INSTRUCTION 1
Arrange the records, starting at their first line and ending at the line that contains "[[81, 167]]", as a Markdown table with the columns Row and Line, and omit any blank lines.

BookmarkSubscribeRSS Feed
☑ This topic is solved. Need further help from the community? Please sign in and ask a new question.
romartins
Fluorite | Level 6

Hello,

I have an FTP where csv files are made available monthly and I need to import these csv files with a ";" as a separator, from FTP by SAS code.

 

The problem is that I need to check if these files were generated in a standardized way. Some necessary standards:
- File encoded as utf-8 so as not to lose the encoding of special characters;
- Have standardized file nomenclature and extension;
- Follow standardization in the fields, that is, order and nomenclature of variables. Always checking a naming pattern without accents or special characters, without spaces and with up to 32 characters. Through a pre-defined order and nomenclature.

 

So I have a few questions:
1 - How do I do these checks and import files via SAS code from FTP?
2 - Is there any way to generate the file in a standard way through Prepare Data in SAS VIYA and upload it to FTP or directly to a SASData folder?

 

Note: I need to generate a table that serves as control. To store the file name, extraction date, if there is any observation (default failure) and a flag informing whether the file has already been read or not. This table will be used to send emails periodically informing if any file has been made available outside of the standard and requires correction.

 

Fictional examples attached.
1 - ARQUIVO_2024_01.csv: File OK;
2 - ARQUIVO_2024_02.csv: File error;
3 - PADRAO_LAYOUT.csv: Columns standard.

 

Tested code to import file:

/*Import file from FTP*/
filename arq_raw FTP "&arquivo." user=&user. pass=&pass. host=&host. cd=&path. debug PASSIVE encoding="utf-8";
	
proc import datafile=arq_raw
	out=WORK.TMP_DADOS_FTP
	dbms=csv replace;
	delimiter=";";
	guessingrows=MAX;
run;

/*Releases connection to FTP*/
filename arq_raw clear;

 

I appreciate the colaboration of everyone.

1 ACCEPTED SOLUTION

Accepted Solutions
Tom
Super User Tom
Super User

For the first problem make sure you are using a SAS session that is running with ENCODING='UTF-8'.  You can use the GETOPTION() function to check the setting of the ENCODING option.  You can add the ENCODING= option to the INFILE statement.

 

For the second problem get the filenames as data.   The FTP filename engine supports the ls command for FTP to get a directory listing. So you can use it to read the filenames into a dataset..  Then it is easy to check and make sure the filenames follow the pattern.

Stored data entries
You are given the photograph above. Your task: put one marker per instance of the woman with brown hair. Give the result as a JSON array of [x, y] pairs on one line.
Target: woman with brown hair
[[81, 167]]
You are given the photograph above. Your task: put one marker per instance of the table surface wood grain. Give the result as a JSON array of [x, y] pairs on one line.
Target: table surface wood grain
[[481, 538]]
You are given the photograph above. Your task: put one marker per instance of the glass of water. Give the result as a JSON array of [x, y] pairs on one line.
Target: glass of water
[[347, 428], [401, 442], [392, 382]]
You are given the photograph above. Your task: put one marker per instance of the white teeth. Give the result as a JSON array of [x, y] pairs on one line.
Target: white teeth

INSTRUCTION 2
Return the passage of the SAS FTP import thread starting at "I have an FTP" and ending at "order and nomenclature.", copied verbatim.

RESULT 1
| Row | Line |
|---|---|
| 1 | You are given the photograph above. Your task: put one marker per instance of the woman with brown hair. Give the result as a JSON array of [x, y] pairs on one line. |
| 2 | Target: woman with brown hair |
| 3 | [[81, 167]] |

RESULT 2
I have an FTP where csv files are made available monthly and I need to import these csv files with a ";" as a separator, from FTP by SAS code.

 

The problem is that I need to check if these files were generated in a standardized way. Some necessary standards:
- File encoded as utf-8 so as not to lose the encoding of special characters;
- Have standardized file nomenclature and extension;
- Follow standardization in the fields, that is, order and nomenclature of variables. Always checking a naming pattern without accents or special characters, without spaces and with up to 32 characters. Through a pre-defined order and nomenclature.